La contrebasse comme pilier de groupe
Lorsqu’il quitte Miles Davis deux ans plus tard, Dave Holland s’associe avec le pianiste Chick Corea, le saxophoniste Anthony Braxton et le batteur Barry Altschul pour former un groupe qui prend le nom de Circle et révèle sa réceptivité aux concepts d’avant-garde du free jazz, mais aussi son souci de les inscrire dans une continuité formelle. Bien que de courte durée, l’existence de ce groupe acoustique marque un tournant dans l’assimilation du free jazz par des musiciens moins radicaux que ses pionniers. Ces préoccupations s’expriment avec plus de clarté encore dans le premier album signé par Dave Holland, Conference of the Birds (ECM, 1972), et dans l’amorce d’un travail approfondi avec le saxophoniste Sam Rivers. S’en dégage principalement l’idée que la contrebasse peut à elle seule, en l’absence de piano, grâce à des lignes d’une admirable puissance, être le pivot supportant d’un groupe, une conception que Dave Holland a fait sienne jusqu’à aujourd’hui. Au milieu des années 1970, le contrebassiste continue d’explorer un spectre large de musiques, poursuivant des duos expérimentaux avec Anthony Braxton et Barre Phillips, développant un travail en solo pour lequel il adopte aussi le violoncelle, s’investissant dans le trio Gateway qu’il forme en 1975 avec le guitariste John Abercrombie et le batteur Jack DeJohnette, accompagnant la chanteuse Betty Carter et collaborant très activement avec Sam Rivers dont les conceptions relatives à l’improvisation l’influencent fortement.
Depuis 1981, Dave Holland a dirigé une série de groupes à l’instrumentation originale, tous dépourvus de piano, dans lesquels sa contrebasse occupe une place à la fois prépondérante et fondamentale. Il y a non seulement révélé des musiciens de talent (Steve Coleman, Gene Jackson, Steve Nelson, Robin Eubanks, Chris Potter, Billy Kilson, etc.) mais aussi un répertoire qui en fait, dans la catégorie des contrebassistes compositeurs, le digne successeur de Charles Mingus. Marqué par les concepts rythmiques du M-Base auxquels l’a familiarisé Steve Coleman, il élabore des compositions complexes au plan rythmique et développées dans leur forme, qui laissent une grande place aux solistes tout en encadrant leurs interventions. Son groupe aux allures de workshop se distingue par une prédilection pour l’association saxophone/cuivre et la sonorité d’ensemble.
*****
▶ [CONSIGNE]: Réécrivez sous forme de liste le paragraphe du texte sur Dave Holland qui commence par « Depuis 1981 », en conservant ses faits principaux. Les entrées forment un matériau distinct, sans rapport avec le texte.
*****
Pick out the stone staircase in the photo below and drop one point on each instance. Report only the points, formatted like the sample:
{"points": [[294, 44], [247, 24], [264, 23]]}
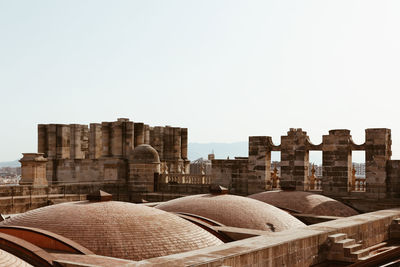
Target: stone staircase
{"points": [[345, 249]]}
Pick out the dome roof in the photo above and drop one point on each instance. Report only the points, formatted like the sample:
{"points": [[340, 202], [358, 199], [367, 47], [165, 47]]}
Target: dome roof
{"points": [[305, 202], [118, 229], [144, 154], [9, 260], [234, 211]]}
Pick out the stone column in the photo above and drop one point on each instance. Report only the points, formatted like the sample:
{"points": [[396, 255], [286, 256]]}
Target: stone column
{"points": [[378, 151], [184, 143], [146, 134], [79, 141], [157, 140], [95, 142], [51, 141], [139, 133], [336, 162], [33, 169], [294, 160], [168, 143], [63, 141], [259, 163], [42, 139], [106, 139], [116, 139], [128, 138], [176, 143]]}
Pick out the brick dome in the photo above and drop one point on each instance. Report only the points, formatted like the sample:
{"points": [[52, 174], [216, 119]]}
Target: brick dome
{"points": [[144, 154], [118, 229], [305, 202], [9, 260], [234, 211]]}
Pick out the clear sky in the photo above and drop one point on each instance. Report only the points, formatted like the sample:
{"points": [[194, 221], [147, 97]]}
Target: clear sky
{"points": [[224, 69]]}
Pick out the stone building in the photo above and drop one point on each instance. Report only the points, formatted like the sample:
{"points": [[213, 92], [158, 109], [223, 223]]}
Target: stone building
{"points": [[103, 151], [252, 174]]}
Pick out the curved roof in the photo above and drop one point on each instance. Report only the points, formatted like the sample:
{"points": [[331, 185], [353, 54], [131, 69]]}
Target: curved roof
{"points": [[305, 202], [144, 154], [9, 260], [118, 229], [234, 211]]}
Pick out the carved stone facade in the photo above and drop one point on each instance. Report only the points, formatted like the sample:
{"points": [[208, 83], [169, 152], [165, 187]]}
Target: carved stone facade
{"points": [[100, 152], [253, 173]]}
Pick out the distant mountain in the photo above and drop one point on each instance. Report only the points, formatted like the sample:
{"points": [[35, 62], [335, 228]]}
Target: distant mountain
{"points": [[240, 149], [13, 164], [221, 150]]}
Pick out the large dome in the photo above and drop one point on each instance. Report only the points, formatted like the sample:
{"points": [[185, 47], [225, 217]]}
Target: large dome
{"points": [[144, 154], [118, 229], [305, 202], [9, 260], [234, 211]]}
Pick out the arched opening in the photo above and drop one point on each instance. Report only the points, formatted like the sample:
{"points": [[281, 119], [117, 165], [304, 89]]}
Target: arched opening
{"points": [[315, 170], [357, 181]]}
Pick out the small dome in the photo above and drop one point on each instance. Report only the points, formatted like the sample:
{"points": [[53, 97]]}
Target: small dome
*****
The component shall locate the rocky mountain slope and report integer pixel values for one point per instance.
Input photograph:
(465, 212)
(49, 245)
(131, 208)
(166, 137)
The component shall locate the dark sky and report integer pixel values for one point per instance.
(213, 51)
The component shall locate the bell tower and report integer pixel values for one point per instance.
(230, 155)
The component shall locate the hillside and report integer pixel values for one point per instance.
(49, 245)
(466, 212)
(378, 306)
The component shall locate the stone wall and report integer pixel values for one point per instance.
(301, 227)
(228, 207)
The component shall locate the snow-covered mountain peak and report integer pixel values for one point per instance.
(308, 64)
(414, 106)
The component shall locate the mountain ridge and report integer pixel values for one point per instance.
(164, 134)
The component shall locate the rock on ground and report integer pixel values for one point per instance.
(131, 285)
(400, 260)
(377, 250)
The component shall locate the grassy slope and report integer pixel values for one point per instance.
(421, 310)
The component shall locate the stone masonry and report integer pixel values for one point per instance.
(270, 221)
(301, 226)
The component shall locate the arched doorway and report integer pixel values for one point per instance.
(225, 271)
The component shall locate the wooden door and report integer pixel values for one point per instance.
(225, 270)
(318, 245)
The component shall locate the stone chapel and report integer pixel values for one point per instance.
*****
▶ [TRAVAIL RÉALISÉ]:
- Depuis 1981, Dave Holland dirige une série de groupes à l'instrumentation originale, tous sans piano, où sa contrebasse occupe une place prépondérante et fondamentale.
- Il y a révélé des musiciens de talent, dont Steve Coleman, Gene Jackson, Steve Nelson, Robin Eubanks, Chris Potter et Billy Kilson.
- Il y a aussi révélé un répertoire qui fait de lui le digne successeur de Charles Mingus parmi les contrebassistes compositeurs.
- Marqué par les concepts rythmiques du M-Base, qu'il a découverts grâce à Steve Coleman, il compose des pièces complexes sur le plan rythmique et développées dans leur forme.
- Ces compositions laissent une grande place aux solistes tout en encadrant leurs interventions.
- Son groupe, aux allures de workshop, se distingue par une prédilection pour l'association saxophone/cuivre et pour la sonorité d'ensemble.